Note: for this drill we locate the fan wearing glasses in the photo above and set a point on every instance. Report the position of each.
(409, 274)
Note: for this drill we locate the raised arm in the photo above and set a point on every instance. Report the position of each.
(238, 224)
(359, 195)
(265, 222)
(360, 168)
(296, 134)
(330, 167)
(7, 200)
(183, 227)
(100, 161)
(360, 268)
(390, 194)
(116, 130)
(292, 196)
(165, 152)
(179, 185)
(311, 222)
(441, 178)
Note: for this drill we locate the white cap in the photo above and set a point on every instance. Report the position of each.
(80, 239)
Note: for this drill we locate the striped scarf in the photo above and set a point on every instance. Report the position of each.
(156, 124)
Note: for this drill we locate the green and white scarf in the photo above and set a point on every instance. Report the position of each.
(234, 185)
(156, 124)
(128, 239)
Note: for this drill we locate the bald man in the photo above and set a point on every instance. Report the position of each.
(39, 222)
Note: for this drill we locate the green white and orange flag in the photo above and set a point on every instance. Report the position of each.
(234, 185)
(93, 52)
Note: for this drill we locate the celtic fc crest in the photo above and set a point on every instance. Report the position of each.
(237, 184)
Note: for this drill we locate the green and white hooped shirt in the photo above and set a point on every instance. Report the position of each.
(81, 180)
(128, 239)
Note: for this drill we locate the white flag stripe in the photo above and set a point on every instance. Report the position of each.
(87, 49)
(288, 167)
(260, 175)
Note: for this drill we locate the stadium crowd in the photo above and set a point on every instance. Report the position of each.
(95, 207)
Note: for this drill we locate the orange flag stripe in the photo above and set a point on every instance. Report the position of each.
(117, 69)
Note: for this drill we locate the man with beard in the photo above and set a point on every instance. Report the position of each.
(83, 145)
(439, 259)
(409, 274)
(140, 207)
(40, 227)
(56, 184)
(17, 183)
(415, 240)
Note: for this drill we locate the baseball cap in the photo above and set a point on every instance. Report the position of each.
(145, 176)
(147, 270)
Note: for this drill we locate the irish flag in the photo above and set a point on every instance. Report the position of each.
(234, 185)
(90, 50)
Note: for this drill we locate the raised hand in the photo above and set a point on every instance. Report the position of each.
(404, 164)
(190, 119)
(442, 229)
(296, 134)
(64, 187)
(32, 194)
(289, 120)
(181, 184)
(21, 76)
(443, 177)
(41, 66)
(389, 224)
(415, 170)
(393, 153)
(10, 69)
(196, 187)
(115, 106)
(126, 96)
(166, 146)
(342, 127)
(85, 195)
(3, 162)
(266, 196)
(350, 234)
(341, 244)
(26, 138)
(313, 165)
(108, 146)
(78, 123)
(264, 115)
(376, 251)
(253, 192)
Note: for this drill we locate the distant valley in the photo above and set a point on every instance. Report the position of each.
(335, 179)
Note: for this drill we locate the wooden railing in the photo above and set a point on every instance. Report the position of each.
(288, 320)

## AIM OF THE TASK
Return all of the above records exactly, leaving no line out.

## TASK RESULT
Note: for this drill we locate the fan wearing glasses in the photo above and set a point on every instance. Report the position of each.
(409, 274)
Note: for this drill we locate the raised arm in the photo above and set a point on every instance. Report the position of each.
(238, 224)
(359, 195)
(265, 222)
(360, 168)
(296, 134)
(330, 167)
(7, 200)
(183, 227)
(100, 161)
(360, 268)
(390, 194)
(116, 130)
(292, 196)
(165, 152)
(179, 185)
(311, 222)
(441, 178)
Note: for this drill we locate the white cap in the photo above and set a point on every instance. Report the position of each.
(80, 239)
Note: for this drill we locate the striped scarf in the photo above and set a point on every instance. Report the position of each.
(156, 124)
Note: for this drill we locate the green and white scarf in the photo above and set a point on every instance. Report the position of each.
(234, 185)
(156, 124)
(128, 239)
Note: for this drill we locate the bald man in the photo above and set a point on every instance. Report the position of each.
(39, 222)
Note: for this drill we locate the green white and orange flag in the photo above and set a point on every instance. Report the position of each.
(234, 185)
(93, 52)
Note: for this drill we locate the celtic fc crest in the photo above and set a point on every instance. Report the position of each.
(237, 184)
Note: for this drill we locate the green and white hooped shirt in the photo above and set a point on every instance. Report the position of each.
(81, 180)
(128, 239)
Note: for this drill we locate the white flag stripe in the photo above and set a point on every instance. Report the position of each.
(87, 49)
(288, 167)
(260, 175)
Note: for this drill we locate the stadium crowd in the photo above and set a point on every instance. Report the position of each.
(95, 207)
Note: for this drill we locate the orange flag stripe in the photo above and set a point on every instance. Report the position of each.
(117, 69)
Note: for this drill we locate the man with beard in the photo above and set a point on every instance. Report the position of each.
(83, 145)
(439, 259)
(409, 274)
(140, 207)
(40, 227)
(56, 184)
(17, 183)
(415, 240)
Note: for this drill we locate the baseball cap in the photo above and set a point on every instance. Report the position of each.
(145, 176)
(147, 270)
Note: for this drill we locate the irish flag in the photo above and set a point on every instance. Report the position of each.
(234, 185)
(90, 50)
Note: for this drill we locate the raised hand in the photo above and set a point on every instance. Report the position of each.
(404, 164)
(190, 119)
(442, 229)
(296, 134)
(64, 187)
(32, 194)
(289, 120)
(181, 184)
(21, 76)
(443, 177)
(41, 66)
(389, 224)
(415, 170)
(393, 153)
(10, 69)
(196, 187)
(115, 106)
(126, 96)
(166, 146)
(342, 127)
(85, 195)
(3, 162)
(266, 196)
(350, 234)
(341, 244)
(26, 138)
(313, 165)
(108, 146)
(78, 123)
(264, 115)
(376, 251)
(253, 192)
Note: for this drill we locate the distant valley in the photo above and set a point on every instance. Report the position of each.
(335, 179)
Note: for this drill we locate the wooden railing in the photo above and set a point on every instance. Report the position of each.
(288, 320)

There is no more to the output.